__Problems to solve__
1. According to the article on the National Guard deployment in Los Angeles, for what day did the 9th U.S. Circuit Court of Appeals schedule a hearing?
2. Please write the next few sentences of the article on the National Guard deployment in Los Angeles, continuing after its final line.

__Selected text__
As legal fight over Guard deployment plays out, Noem vows to continue 
		Trump's immigration crackdown
		
		[June 13, 2025]  
		By KRYSTA FAURIA, OLGA R. RODRIGUEZ and JOHN SEEWER 
		
		LOS ANGELES (AP) — Homeland Security Secretary Kristi Noem pledged to 
		carry on with the Trump administration’s immigration crackdown despite 
		waves of unrest across the U.S. 
		 
		Hours after her comment Thursday, a judge directed the president to 
		return control to California over National Guard troops he deployed 
		after protests erupted over the immigration crackdown, but an appeals 
		court quickly put the brakes on that and temporarily blocked the order 
		that was to go into effect on Friday. The 9th U.S. Circuit Court of 
		Appeals scheduled a hearing on the matter for Tuesday. 
		 
		The federal judge's temporary restraining order said the Guard 
		deployment was illegal and both violated the Tenth Amendment and 
		exceeded President Donald Trump's statutory authority. The order applied 
		only to the National Guard troops and not Marines who were also deployed 
		to the LA protests. The judge said he would not rule on the Marines 
		because they were not out on the streets yet. 
		 
		Gov. Gavin Newsom who had asked the judge for an emergency stop to 
		troops helping carry out immigration raids, had praised the order before 
		it was blocked saying “today was really about a test of democracy, and 
		today we passed the test" and had said he would be redeploying Guard 
		soldiers to “what they were doing before Donald Trump commandeered 
		them.” 
		 
		White House spokesperson Anna Kelly said the president acted within his 
		powers and that the federal judge's order “puts our brave federal 
		officials in danger. The district court has no authority to usurp the 
		President’s authority as Commander in Chief." 
		 
		The developments unfolded as protests continued in cities nationwide and 
		the country braced for major demonstrations against Trump over the 
		weekend. 
		
		
		  
		
		‘This is only going to continue,’ DHS chief says of raids 
		 
		Noem said the immigration raids that fueled the protests would move 
		forward and agents have thousands of targets.

__Stored data__
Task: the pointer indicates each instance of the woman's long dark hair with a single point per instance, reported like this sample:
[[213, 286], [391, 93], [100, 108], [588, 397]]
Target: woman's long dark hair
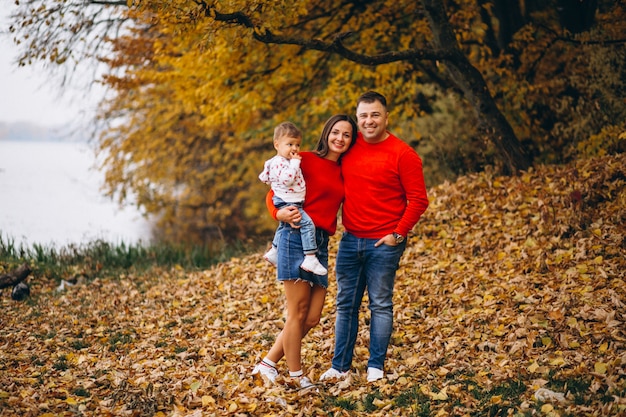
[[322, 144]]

__Answers to the exercises__
1. Tuesday.

2.
		“This is only going to continue until we have peace on the streets of 
		Los Angeles,” she said during a news conference that was interrupted by 
		shouting from U.S. Sen. Alex Padilla, a California Democrat who was 
		forcibly removed from the event. 
		 
		Newsom has warned that the military intervention is part of a broader 
		effort by Trump to overturn norms at the heart of the nation’s 
		democracy. He also said sending Guard troops on the raids has further 
		inflamed tensions in LA. 
		 
		So far the protests have been centered mostly in downtown near City Hall 
		and a federal detention center where some immigrants are being held. 
		Much of the sprawling city has been spared from the protests. 
		 
		On the third night of an 8 p.m. curfew, Los Angeles police arrested 
		several demonstrators who refused orders to leave a street downtown. 
		Earlier in the night, officers with the Department of Homeland Security 
		deployed flash bangs to disperse a crowd that had gathered near the 
		jail, sending protesters sprinting away. 
		 
		Those incidents were outliers. As with the past two nights, the 
		hourslong demonstrations remained peaceful and upbeat, drawing a few 
		hundred attendees who marched through downtown chanting, dancing and 
		poking fun at the Trump administration’s characterization of the city as 
		a “war zone.” 
		 
		Elsewhere, demonstrations have picked up across the U.S., emerging in 
		more than a dozen major cities. Some have led to clashes with police and 
		hundreds have been arrested. 
		 
		Noem calls action in LA a blueprint 
		 
		The immigration agents conducting the raids in LA are “putting together 
		a model and a blueprint” for other communities, Noem said.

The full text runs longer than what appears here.